# WHAT IS BEING ASKED
Write the next few paragraphs of the post below about asking the internet for medical advice instead of a doctor, starting right after its final sentence.

# SELECTED EXCERPT
__________________________________________________

I don’t want to disparage the value of learning about your medical condition online, especially when getting proper treatment from professionals can be so frustrating. I’ve certainly had my share of terrible doctors, and I wouldn’t have found proper treatment for Hashimoto’s thyroiditis if it weren’t for patient advocates like Mary Shomon, and the books and surrounding community of Stop the Thyroid Madness, among other sources.
HOWEVER, lately I’ve been noticing a lot of people seeking specific medical advice from the internet, and I think that’s dangerous. Maybe it’s because all of the posts from thyroid patient Facebook groups are suddenly showing up all over my timeline, but it seems like every day someone is asking a question they should be asking to a doctor. For example: “I ordered iodine supplements in the mail. My doctor told me to only take half a pill; should I go ahead and take the whole thing?”
NO, you should take half a pill, like your doctor said – the one who has a medical degree and knows your personal patient history!
“But Jen, lots of doctors are terrible. What if this doctor doesn’t know what he’s doing? Why should I trust this doctor’s advice when other patients are giving me different information?”
Then please, please find a new doctor. I know it can be hard. I know it can take a long time to get an appointment. I know that some people live in areas where good doctors aren’t accessible. I get it, and I know what it’s like to be so desperate to feel better that you’ll literally try anything. But it’s scary when I see people asking for advice that could be potentially dangerous.

__________________________________________________

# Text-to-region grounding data
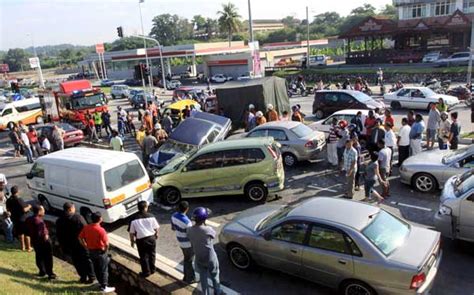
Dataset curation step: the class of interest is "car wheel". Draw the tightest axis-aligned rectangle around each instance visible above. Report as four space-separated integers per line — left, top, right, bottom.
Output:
161 187 181 206
340 281 376 295
390 101 402 110
413 173 437 193
227 244 252 270
314 110 324 120
283 153 298 167
38 195 53 212
245 182 268 202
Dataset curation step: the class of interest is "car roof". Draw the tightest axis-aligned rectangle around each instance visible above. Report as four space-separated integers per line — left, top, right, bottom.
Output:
198 137 274 154
288 197 380 231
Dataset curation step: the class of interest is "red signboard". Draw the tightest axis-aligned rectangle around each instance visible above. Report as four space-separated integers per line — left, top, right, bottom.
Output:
95 43 105 54
0 64 10 73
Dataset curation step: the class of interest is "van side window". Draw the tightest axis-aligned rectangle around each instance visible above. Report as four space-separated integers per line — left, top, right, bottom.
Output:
30 163 44 178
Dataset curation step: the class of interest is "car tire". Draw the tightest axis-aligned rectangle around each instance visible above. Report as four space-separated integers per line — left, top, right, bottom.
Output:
161 187 181 206
283 153 298 167
314 110 324 120
390 101 402 110
412 173 438 193
339 280 377 295
227 243 253 270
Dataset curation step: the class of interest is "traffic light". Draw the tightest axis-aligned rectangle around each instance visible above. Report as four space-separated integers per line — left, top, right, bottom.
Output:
117 27 123 38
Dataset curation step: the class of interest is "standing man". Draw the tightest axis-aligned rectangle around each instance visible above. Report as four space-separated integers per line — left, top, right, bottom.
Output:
187 207 222 295
26 205 56 280
128 201 160 278
79 212 115 293
56 202 95 284
449 112 461 150
171 201 196 284
410 114 425 156
344 140 358 199
426 103 440 150
397 118 411 167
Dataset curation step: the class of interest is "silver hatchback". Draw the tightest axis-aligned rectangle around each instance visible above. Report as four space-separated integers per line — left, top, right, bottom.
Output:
219 198 442 295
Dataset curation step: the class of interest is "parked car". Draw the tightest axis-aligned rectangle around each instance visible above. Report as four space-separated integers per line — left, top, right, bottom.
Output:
211 74 232 83
35 123 84 147
422 51 441 63
219 197 442 295
436 52 471 67
434 169 474 242
150 112 232 174
26 148 153 223
153 138 285 205
313 90 385 120
110 84 130 99
230 121 326 167
384 87 459 110
400 146 474 193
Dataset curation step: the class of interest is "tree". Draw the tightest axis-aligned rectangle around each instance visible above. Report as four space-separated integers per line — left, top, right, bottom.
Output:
217 2 240 47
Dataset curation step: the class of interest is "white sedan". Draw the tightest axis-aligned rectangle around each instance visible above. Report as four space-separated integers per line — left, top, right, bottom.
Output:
383 87 459 110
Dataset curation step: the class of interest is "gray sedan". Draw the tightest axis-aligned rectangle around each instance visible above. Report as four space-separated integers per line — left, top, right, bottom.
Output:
400 146 474 193
219 198 442 294
230 121 326 167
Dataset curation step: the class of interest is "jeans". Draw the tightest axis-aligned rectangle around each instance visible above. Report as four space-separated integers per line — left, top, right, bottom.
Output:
137 236 156 275
181 247 196 283
196 257 222 295
89 250 109 288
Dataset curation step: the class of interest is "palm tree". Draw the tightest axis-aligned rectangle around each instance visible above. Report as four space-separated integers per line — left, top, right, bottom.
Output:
217 2 240 47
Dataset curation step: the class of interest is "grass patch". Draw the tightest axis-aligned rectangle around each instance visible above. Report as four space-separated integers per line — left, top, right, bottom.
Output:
0 240 99 294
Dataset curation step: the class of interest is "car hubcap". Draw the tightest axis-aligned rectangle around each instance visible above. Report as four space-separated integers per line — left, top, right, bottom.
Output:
346 284 370 295
416 176 433 192
230 247 250 268
249 187 264 201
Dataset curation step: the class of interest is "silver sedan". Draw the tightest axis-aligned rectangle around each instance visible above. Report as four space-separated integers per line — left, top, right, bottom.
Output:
219 198 442 295
400 146 474 193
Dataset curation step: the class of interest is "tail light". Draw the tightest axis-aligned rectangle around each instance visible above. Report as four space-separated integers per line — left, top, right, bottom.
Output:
410 272 426 289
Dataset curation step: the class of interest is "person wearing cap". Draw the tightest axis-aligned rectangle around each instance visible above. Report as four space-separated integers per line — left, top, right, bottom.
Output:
79 212 115 293
171 201 196 284
266 104 278 122
128 201 160 278
186 207 222 295
438 112 451 150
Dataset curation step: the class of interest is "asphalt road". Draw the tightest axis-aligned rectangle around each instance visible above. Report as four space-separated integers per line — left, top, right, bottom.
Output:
0 98 474 295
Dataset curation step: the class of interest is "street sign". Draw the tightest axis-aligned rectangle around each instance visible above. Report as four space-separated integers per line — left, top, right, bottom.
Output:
95 43 105 54
29 57 40 69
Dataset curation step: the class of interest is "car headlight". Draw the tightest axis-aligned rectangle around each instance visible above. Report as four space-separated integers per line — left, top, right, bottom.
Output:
439 204 453 215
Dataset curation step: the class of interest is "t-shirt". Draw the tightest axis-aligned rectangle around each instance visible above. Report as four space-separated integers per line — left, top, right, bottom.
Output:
186 224 217 267
398 125 411 146
110 136 123 151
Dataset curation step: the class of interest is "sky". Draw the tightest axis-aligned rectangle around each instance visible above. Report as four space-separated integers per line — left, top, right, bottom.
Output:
0 0 392 50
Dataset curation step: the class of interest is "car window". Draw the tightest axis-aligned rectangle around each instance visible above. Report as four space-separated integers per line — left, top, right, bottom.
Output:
268 129 288 141
308 225 350 254
247 129 267 137
271 221 308 244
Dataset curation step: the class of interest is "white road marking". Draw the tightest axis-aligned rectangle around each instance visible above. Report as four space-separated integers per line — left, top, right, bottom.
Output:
390 202 433 212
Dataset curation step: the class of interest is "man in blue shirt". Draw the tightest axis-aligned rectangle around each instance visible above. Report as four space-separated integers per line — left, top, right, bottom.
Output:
171 201 196 284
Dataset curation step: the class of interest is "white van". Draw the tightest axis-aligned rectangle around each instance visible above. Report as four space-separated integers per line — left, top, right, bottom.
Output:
27 148 153 223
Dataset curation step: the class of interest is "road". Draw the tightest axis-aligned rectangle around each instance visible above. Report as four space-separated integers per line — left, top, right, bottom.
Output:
0 98 474 295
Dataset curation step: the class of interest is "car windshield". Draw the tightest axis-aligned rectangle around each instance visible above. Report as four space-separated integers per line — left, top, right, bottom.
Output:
442 148 468 164
351 91 372 102
362 210 410 256
257 205 295 230
290 124 313 138
454 169 474 198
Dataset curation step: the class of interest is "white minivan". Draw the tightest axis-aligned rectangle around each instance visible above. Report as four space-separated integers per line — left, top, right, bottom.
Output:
27 148 153 223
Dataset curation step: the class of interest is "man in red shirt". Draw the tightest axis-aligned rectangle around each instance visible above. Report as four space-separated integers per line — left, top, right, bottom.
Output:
79 212 115 293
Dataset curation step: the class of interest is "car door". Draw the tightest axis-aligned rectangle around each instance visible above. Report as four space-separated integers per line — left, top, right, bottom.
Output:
458 192 474 242
301 224 354 286
179 153 222 196
256 220 309 275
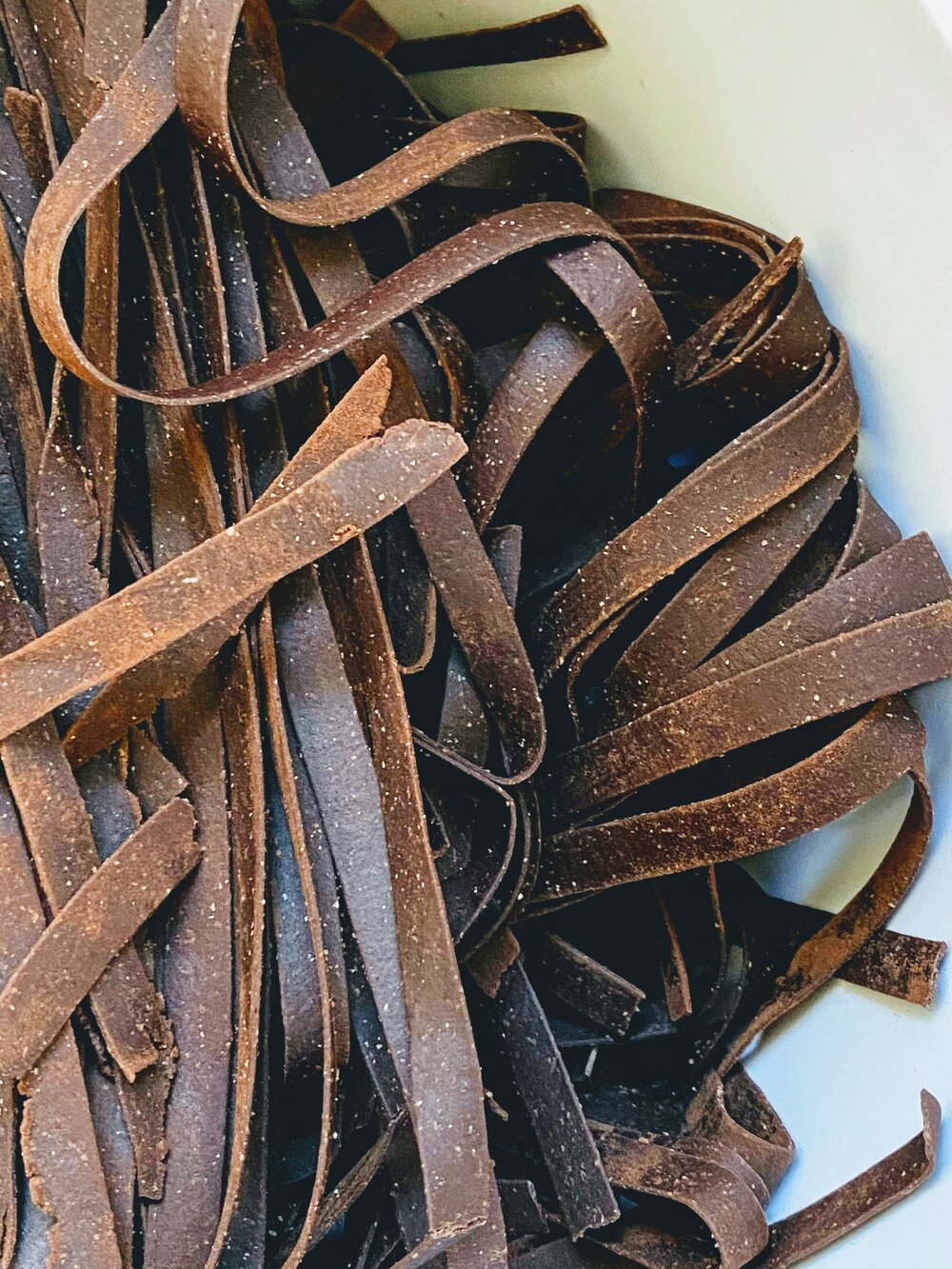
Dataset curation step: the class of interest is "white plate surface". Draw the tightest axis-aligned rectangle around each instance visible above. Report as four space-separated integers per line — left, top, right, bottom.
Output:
378 0 952 1269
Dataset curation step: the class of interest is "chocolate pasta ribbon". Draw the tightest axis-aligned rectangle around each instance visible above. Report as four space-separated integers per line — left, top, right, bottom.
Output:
0 0 952 1269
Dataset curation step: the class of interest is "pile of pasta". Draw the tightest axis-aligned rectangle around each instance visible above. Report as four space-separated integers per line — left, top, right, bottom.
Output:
0 0 952 1269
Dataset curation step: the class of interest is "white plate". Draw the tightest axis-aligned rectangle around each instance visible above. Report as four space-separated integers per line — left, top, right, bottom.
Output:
380 0 952 1269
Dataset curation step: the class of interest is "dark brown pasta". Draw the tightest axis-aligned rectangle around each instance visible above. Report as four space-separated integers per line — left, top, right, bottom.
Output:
0 0 952 1269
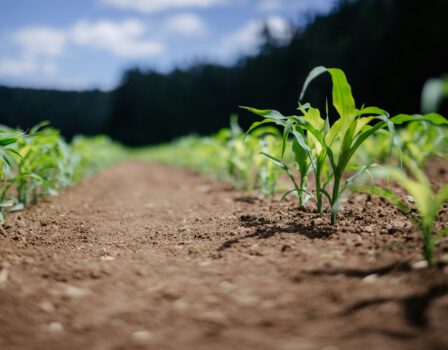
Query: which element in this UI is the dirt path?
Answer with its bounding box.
[0,162,448,350]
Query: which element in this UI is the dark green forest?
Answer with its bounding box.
[0,0,448,146]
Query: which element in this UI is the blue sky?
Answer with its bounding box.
[0,0,336,90]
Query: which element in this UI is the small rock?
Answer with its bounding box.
[412,260,428,270]
[362,273,378,283]
[39,301,55,312]
[312,218,324,226]
[132,330,153,343]
[440,254,448,264]
[406,196,415,203]
[101,255,115,261]
[64,285,89,298]
[48,322,64,332]
[198,311,227,325]
[364,226,373,233]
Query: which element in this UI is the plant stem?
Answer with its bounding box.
[422,225,434,267]
[331,175,341,225]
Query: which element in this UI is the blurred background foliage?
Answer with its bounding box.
[0,0,448,146]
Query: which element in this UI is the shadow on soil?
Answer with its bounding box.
[342,284,448,328]
[217,215,336,251]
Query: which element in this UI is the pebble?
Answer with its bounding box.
[412,260,428,270]
[440,254,448,264]
[362,273,378,283]
[39,301,55,312]
[132,330,153,343]
[48,322,64,332]
[64,285,89,298]
[101,255,115,261]
[312,218,324,226]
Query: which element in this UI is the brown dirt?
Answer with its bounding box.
[0,162,448,350]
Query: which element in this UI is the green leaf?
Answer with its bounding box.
[299,66,327,100]
[0,137,17,146]
[352,185,411,214]
[390,113,448,125]
[328,68,355,123]
[240,106,286,121]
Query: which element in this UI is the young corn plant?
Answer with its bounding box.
[0,126,21,224]
[356,157,448,266]
[243,67,446,224]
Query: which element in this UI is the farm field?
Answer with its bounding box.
[0,158,448,350]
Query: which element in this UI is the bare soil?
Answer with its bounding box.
[0,162,448,350]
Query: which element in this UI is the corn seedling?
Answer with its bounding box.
[356,157,448,266]
[242,67,446,224]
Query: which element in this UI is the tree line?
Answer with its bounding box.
[0,0,448,146]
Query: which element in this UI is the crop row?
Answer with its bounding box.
[145,67,448,264]
[0,123,124,224]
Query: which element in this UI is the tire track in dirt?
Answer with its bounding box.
[0,162,448,350]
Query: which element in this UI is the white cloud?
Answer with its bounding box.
[218,16,291,60]
[165,13,208,37]
[256,0,337,16]
[99,0,225,13]
[70,19,164,58]
[12,27,67,56]
[0,58,37,76]
[0,56,58,77]
[257,0,284,12]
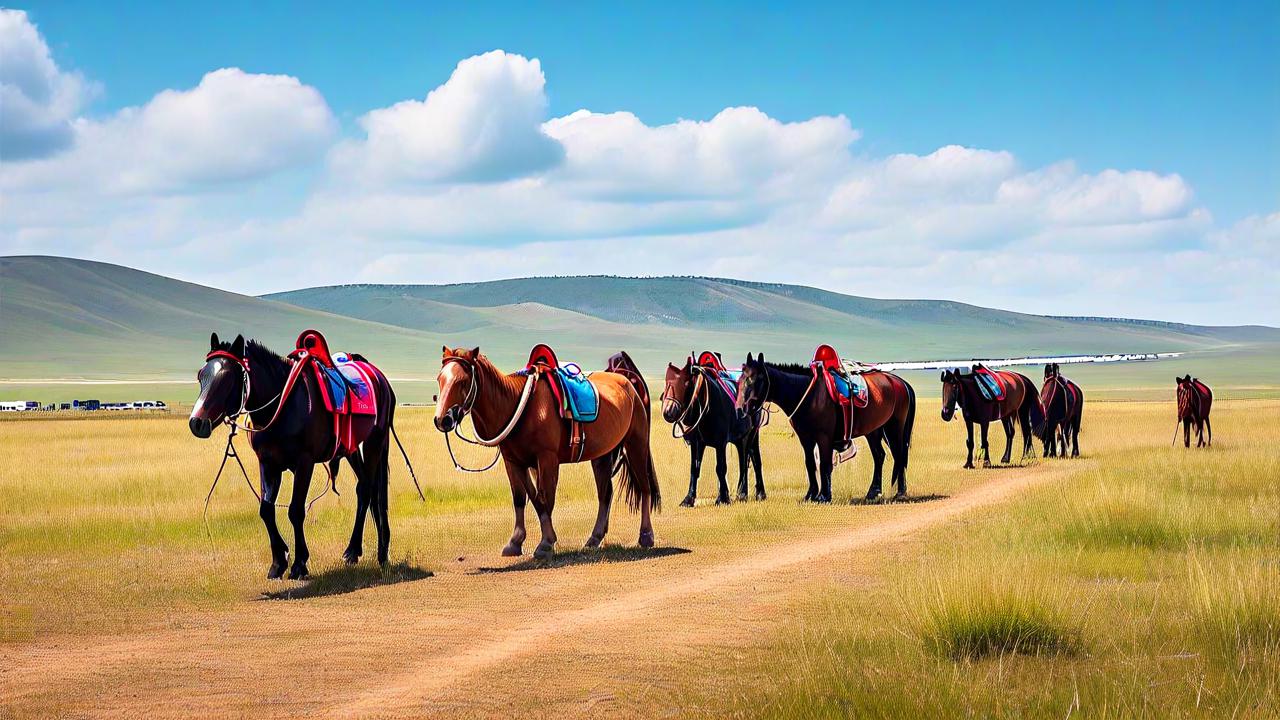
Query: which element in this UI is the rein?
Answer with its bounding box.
[444,356,541,473]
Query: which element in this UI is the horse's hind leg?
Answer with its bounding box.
[586,448,622,547]
[257,462,289,580]
[867,429,884,500]
[716,445,730,505]
[746,433,769,500]
[680,436,707,507]
[998,418,1014,465]
[733,439,751,502]
[289,462,315,580]
[334,452,372,565]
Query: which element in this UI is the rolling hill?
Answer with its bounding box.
[0,256,1280,395]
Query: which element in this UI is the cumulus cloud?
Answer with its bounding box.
[0,68,338,195]
[334,50,563,183]
[0,8,91,161]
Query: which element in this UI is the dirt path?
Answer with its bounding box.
[0,462,1084,717]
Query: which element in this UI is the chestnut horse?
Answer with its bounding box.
[737,352,915,502]
[662,357,767,507]
[188,333,396,579]
[435,347,662,559]
[942,365,1044,469]
[1174,375,1213,447]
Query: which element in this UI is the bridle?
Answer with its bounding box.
[440,355,541,473]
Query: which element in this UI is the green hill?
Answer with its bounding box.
[0,256,1280,400]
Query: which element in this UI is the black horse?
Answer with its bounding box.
[189,333,396,579]
[662,357,767,507]
[737,354,915,502]
[1036,363,1084,457]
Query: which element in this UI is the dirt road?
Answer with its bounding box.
[0,464,1083,717]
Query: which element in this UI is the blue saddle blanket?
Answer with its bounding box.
[832,373,870,407]
[556,364,600,423]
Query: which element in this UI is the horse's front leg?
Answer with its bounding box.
[257,461,289,580]
[289,461,315,580]
[964,418,973,470]
[733,439,751,502]
[680,436,707,507]
[800,441,818,502]
[502,457,529,557]
[534,452,559,560]
[716,445,745,505]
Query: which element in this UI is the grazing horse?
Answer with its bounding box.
[737,352,915,502]
[188,331,396,579]
[662,354,765,507]
[1036,363,1084,457]
[1175,375,1213,447]
[435,347,662,559]
[942,365,1044,469]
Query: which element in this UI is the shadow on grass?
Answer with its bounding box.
[850,493,951,505]
[259,561,434,600]
[472,544,692,575]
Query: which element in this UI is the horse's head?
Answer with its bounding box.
[942,370,960,423]
[735,352,769,416]
[662,360,694,423]
[435,347,480,433]
[187,333,248,438]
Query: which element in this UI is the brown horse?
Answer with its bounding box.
[1174,375,1213,447]
[737,354,915,502]
[435,347,662,559]
[942,365,1044,469]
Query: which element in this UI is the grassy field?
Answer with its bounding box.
[0,398,1280,717]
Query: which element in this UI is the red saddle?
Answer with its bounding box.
[289,329,381,455]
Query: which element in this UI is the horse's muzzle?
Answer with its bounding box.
[187,418,214,439]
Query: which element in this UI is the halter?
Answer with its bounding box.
[442,355,541,473]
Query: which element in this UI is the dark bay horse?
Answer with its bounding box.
[662,357,765,507]
[1034,363,1084,457]
[737,354,915,502]
[188,333,396,579]
[942,365,1044,468]
[1175,375,1213,447]
[435,347,662,559]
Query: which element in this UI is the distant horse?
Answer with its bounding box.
[188,333,396,579]
[435,347,662,559]
[942,365,1044,468]
[737,354,915,502]
[1175,375,1213,447]
[662,354,765,507]
[1036,363,1084,457]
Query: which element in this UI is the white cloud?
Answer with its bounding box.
[334,50,563,183]
[0,8,90,163]
[0,68,337,195]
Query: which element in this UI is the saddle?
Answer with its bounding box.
[289,329,380,455]
[973,363,1005,402]
[809,345,876,448]
[524,343,600,459]
[689,350,742,402]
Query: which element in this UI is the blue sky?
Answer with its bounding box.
[0,1,1280,322]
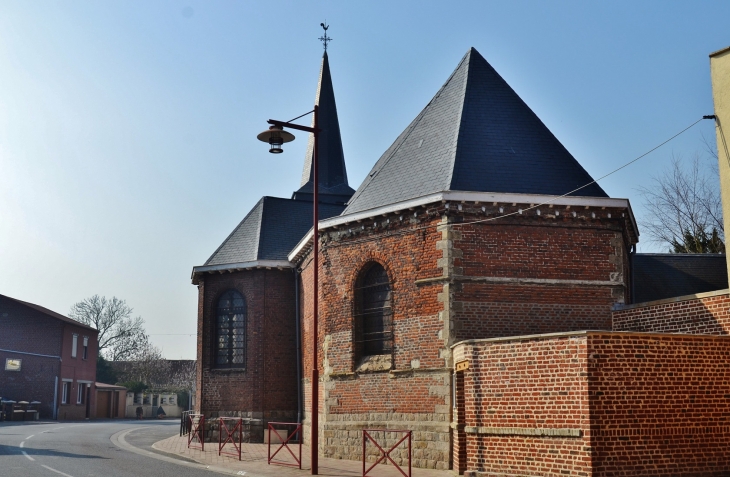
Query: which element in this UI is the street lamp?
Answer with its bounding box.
[256,105,321,475]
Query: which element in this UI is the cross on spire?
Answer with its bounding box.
[319,20,332,51]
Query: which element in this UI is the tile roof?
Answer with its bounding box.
[292,51,355,204]
[632,253,728,303]
[205,197,345,266]
[0,295,97,333]
[343,48,607,214]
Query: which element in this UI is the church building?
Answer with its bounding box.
[192,42,730,475]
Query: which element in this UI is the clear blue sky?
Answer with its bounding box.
[0,0,730,359]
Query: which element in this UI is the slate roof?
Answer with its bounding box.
[204,197,345,266]
[632,253,728,303]
[292,51,355,204]
[344,48,607,214]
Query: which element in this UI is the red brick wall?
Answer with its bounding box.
[453,217,628,341]
[613,290,730,335]
[292,204,628,466]
[58,323,99,420]
[196,269,297,432]
[0,297,98,419]
[453,335,591,476]
[588,333,730,476]
[453,332,730,477]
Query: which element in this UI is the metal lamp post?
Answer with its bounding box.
[257,105,320,475]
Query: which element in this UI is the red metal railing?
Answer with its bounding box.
[218,417,243,460]
[362,429,413,477]
[188,414,205,451]
[268,422,302,469]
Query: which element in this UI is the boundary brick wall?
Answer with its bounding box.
[453,335,591,477]
[452,332,730,477]
[196,269,297,442]
[613,290,730,335]
[588,333,730,476]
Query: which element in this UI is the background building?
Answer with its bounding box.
[0,295,98,420]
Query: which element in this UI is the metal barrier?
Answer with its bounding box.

__________________________________________________

# ANSWER SPACE
I know that patient communities aren’t allowed to give medical advice, because that’s illegal. You’re supposed to say “patient experience has shown…” But that doesn’t stop people from posting about a miracle supplement they tried that made them feel better, which leads to other people in the group ordering that supplement from the internet and taking it without consulting a physician. Iodine is a good example, since its use is controversial - however, many patients online will tell you it’s not controversial and everyone should take it. This weekend, I saw someone tell a patient who has a rare iodine allergy that her doctor is wrong and she should take it anyway. Natural thyroid hormone is another example – I’m always seeing people post about ordering their own from the internet, and getting advice from other patients about dosage. People will specifically post that they are going against their doctor’s dosage and ask other patients how much they should be taking.
I actually did the same thing when I started taking dessicated thyroid hormone. My doctor prescribed a specific dosage, and I increased it on my own based on advice from the internet. I ended up severely hyperthyroid, because I misjudged my symptoms as being hypothyroid symptoms instead of the opposite, and I was over-dosing. I was told that the hyperthyroidism had put so much stress on my heart that I was at risk of heart failure.
Of course, there are success stories too. People post every day about how they got their lives back, and they couldn’t have done it without support from the patient community. There are some extremely intelligent, knowledgeable people in these communities, who work hard every day to fight for other patients to get the proper medical treatment they deserve. But there is also bad advice, people who parrot things they’ve heard without doing research themselves, and people who think that if something worked for them, it will work for everyone.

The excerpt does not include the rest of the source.